◆ **TEXTO PARA LEITURA**:

——

A Conferência Nacional Extraordinária do Partido Comunista do Brasil de 18 de fevereiro de 1962 assegurou a sua reconstrução revolucionária, superando um surto liquidacionista e a tentativa do grupo dirigente de impor uma estratégia e uma tática oportunista de direita consubstanciada na Declaração de Março de 1958.
Aquela Conferência rompeu com a linha oportunista, que propunha a renúncia aos objetivos socialistas e a subordinação dos interesses do proletariado a setores da burguesia nacional, uma falsa aliança, uma frente com escopo e finalidade errados. A propósito, recomendo vivamente a leitura do artigo “Duas Concepções, duas Orientações Políticas”, de Maurício Grabois, então porta-voz da ala revolucionária nos debates prévios ao quinto congresso do PCB (1960). Estava em jogo a própria existência de um partido comunista marxista-leninista e portador de uma linha política revolucionária.
A reconstrução do Partido, para além da formulação de uma estratégia e uma tática justas, teve por foco também a afirmação da corrente marxista-leninista no âmbito do movimento comunista internacional, vulnerada pelo revisionismo do setor dominante da direção soviética a partir do 20º Congresso do PCUS, em 1956.
A Conferência de 18 de fevereiro de 1962 foi um marco decisivo na história do Partido, garantiu a continuidade histórica e nos trouxe ao centenário que vamos comemorar em 25 de março de 2022, como Partido Comunista do Brasil, com a bandeira vermelha e o símbolo da foice e martelo.
Chegamos a este 58º aniversário da reorganização com mais uma importante vitória da militância, que embora enfrentando as dificuldades da construção orgânica, sob o influxo de pressão ideológica e acossada por teses liquidacionistas, fez recuar a proposta amplamente difundida nos últimos três meses de mudar o nome e o símbolo do Partido, na medida em que se pronunciou em reuniões e nas redes sociais.

——

◆ **ITENS**:
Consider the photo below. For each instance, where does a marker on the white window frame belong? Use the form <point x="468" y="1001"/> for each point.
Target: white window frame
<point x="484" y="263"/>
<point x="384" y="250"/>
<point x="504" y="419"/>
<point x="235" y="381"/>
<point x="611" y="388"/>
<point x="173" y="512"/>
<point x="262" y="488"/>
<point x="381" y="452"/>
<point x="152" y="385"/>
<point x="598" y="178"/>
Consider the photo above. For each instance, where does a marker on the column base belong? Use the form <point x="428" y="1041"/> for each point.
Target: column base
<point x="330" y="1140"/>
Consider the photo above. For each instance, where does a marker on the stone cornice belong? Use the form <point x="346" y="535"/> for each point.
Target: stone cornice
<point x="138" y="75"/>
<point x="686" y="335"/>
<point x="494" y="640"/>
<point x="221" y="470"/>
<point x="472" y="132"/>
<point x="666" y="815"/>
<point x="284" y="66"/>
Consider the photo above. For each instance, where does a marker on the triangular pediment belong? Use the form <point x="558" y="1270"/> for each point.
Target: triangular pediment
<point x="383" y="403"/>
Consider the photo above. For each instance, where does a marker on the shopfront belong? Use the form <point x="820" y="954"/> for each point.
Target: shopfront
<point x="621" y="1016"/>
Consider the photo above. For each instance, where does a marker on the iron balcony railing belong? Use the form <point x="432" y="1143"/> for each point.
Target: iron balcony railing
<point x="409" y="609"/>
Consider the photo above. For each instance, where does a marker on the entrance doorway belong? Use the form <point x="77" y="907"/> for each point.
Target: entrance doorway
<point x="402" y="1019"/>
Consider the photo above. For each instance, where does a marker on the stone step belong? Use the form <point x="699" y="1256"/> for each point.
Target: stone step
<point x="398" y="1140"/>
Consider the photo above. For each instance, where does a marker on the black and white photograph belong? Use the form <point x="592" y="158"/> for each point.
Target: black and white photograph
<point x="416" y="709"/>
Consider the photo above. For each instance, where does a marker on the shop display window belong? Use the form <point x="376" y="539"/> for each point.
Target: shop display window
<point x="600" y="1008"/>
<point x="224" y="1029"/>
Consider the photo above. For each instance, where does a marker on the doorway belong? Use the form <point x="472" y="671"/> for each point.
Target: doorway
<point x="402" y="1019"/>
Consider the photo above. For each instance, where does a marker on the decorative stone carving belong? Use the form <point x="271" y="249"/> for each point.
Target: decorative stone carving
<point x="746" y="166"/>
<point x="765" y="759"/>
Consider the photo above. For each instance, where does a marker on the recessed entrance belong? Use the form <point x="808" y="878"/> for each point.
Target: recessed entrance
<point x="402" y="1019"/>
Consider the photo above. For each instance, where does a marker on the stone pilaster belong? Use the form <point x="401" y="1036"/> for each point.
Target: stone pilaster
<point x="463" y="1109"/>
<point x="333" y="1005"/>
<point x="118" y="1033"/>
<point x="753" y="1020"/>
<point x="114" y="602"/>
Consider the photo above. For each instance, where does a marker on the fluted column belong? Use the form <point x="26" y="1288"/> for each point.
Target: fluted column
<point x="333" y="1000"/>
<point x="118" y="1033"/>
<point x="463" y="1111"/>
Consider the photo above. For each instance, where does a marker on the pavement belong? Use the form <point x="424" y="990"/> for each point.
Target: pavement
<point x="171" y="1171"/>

——

◆ **O QUE SE PEDE**:
Responda com base no texto para leitura:
1. Em que data se realizou a Conferência Nacional Extraordinária do Partido Comunista do Brasil?
2. Em que ano ocorreu o 20º Congresso do PCUS?
3. Em que data será comemorado o centenário do Partido?
Os registros não são necessários para resolver o que segue.

◆ **RESOLUÇÃO**:
1. Em 18 de fevereiro de 1962.
2. Em 1956.
3. Em 25 de março de 2022.